QUOTED TEXT:
════════════════════

Highlight: Stick Killing Nobu

Just an individual scene from the finale that I loved: Nobu’s eyes opening, making us all groan at how predictable this was. Of course Frank throwing this dude, who has literally come back to life before, off a roof wouldn’t do him in. So the whole final battle accomplished nothing and Nobu will just come back next season. Lame.

But nope! Stick shows up out of nowhere and chops the dude’s God damn head off. What a badass cap to his Season 2 storyline.

Lowlight: The Final Battle is a Letdown

Just like last year, the closing battle is a disappointment. As Frank and Elektra talk in the hallway about how utterly screwed they are, we’re assuming there are literally hundreds of ninjas behind the door and we’re about to experience the most insane showdown in the show thus far. Hell, maybe in the entire MCU thus far. Here we go!

But then they go outside and there are only a few dudes. I think we’re supposed to feel that Matt and Elektra are completely and totally fucked, but this honestly didn’t seem that much more perilous than any one of Matt’s fights up to this point. I was far more anxious during the early fight when Matt lost his powers than during this one.

And plus, by this point all the showdowns with the ninjas have basically blended visually speaking and have gotten kind of boring. And why are all the ninjas just sort of attacking one at a time here? There’s one shot where we see Elektra fighting a bunch of them in the background, and they’re all just taking their turn, with a few literally standing there waiting. It looks very stupid. Once again, action wise, the season peaked with the hallway fight. Even the battle with Nobu is not as exciting as last year’s.

Oh, and after Frank stumbled upon that massive armory, you’d expect him to come in with one of those machine guns and fucking tear a bunch of ninjas down. Instead he just picks off a few with a sniper and that’s it. Matt probably would have been fine had Frank not showed up at all.

Highlight: Matt and Foggy’s Friendship

loved the fact that Foggy didn’t hold his tongue and put up with Matt’s unprofessionalism all season. Yeah, he should be pissed that Matt is bailing on something that is so important to him and Karen after continuously promising that he’ll be there for them. At the same time, Daredevil is a part of who Matt is, and so it’s tricky to ask him to just give that up. Seeing their friendship falling apart is tragic but earned, and it doesn’t feel like a contrived piece of drama.

════════════════════

RECORDS SUPPLIED:
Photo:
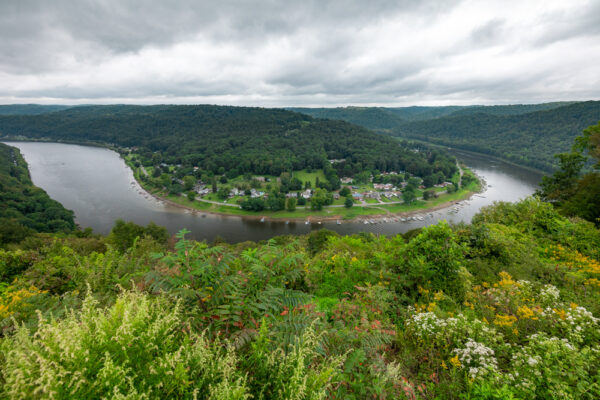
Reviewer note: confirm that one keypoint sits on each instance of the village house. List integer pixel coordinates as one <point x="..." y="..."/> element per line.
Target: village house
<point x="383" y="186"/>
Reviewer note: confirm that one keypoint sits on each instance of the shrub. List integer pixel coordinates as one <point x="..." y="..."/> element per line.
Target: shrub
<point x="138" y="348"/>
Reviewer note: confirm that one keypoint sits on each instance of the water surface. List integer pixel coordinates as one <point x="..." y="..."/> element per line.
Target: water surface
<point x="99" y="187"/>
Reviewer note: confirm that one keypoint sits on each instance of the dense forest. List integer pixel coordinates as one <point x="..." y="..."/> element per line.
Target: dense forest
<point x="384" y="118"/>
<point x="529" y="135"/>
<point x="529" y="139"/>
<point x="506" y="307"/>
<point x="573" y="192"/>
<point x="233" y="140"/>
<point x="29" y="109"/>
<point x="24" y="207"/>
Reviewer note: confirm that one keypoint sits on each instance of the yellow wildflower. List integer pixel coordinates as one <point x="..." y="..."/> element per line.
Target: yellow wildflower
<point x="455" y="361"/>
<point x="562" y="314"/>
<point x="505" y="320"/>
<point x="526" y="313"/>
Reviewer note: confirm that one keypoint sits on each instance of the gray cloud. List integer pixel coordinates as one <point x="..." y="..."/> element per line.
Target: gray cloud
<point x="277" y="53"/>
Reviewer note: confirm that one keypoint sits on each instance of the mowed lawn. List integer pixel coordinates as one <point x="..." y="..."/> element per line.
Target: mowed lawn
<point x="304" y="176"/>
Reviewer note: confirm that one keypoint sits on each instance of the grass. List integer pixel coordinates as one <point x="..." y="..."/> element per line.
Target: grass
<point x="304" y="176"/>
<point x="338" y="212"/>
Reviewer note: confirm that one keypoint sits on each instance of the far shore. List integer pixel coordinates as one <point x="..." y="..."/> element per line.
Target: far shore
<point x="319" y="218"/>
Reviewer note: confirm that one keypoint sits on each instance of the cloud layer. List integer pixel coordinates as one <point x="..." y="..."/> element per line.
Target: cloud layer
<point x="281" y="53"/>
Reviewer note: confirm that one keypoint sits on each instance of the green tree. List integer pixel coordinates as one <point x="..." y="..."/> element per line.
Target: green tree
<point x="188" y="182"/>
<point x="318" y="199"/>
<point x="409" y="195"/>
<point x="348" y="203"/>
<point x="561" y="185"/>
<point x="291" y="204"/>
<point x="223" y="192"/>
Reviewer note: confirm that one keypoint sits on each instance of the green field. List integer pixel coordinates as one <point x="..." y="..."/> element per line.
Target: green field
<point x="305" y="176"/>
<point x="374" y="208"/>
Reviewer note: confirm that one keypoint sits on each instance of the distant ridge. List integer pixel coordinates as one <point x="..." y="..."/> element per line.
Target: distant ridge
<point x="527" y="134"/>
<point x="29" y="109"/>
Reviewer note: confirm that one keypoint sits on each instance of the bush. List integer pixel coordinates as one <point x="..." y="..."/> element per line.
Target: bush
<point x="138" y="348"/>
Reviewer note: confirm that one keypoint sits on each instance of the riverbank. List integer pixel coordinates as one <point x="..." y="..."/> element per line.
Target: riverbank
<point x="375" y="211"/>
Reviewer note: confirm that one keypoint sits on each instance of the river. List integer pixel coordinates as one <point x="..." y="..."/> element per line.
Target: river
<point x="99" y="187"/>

════════════════════

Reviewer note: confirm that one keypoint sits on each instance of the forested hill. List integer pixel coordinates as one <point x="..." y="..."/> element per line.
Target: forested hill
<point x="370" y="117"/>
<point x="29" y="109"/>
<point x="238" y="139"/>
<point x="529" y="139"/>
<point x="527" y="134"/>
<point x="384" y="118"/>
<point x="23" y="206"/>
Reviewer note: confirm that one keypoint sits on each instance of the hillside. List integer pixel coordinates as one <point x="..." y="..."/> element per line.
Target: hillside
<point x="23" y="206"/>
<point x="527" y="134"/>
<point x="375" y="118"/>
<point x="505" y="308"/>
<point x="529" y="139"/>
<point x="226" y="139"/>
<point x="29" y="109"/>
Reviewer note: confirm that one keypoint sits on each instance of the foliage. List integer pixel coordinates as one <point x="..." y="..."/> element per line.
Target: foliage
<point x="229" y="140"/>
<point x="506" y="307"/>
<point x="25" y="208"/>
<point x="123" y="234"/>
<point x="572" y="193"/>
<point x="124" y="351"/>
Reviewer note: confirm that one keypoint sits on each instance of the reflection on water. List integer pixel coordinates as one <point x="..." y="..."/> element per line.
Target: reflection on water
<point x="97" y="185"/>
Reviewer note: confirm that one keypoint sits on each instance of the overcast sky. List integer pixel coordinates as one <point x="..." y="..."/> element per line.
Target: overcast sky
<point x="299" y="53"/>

════════════════════

WORK TO COMPLETE: Continue the Daredevil finale review above, picking up after its final sentence.

WRITTEN REPLY:
Lowlight: Karen Not Figuring Out Matt’s Identity On Her Own

Okay, Karen apparently has a knack for investigative journalism, but she never manages to figure out Matt is Daredevil? At a certain point it becomes so painfully obvious that I was convinced Karen did know and was simply waiting for the right time to say something, but when Matt reveals his secret in the finale, she seems genuinely shocked. I know that the fact that Matt’s blind might prevent her from ever thinking along these lines, but especially after their fight over how cool and good and sexy Daredevil is, you’d think she’d at least consider it.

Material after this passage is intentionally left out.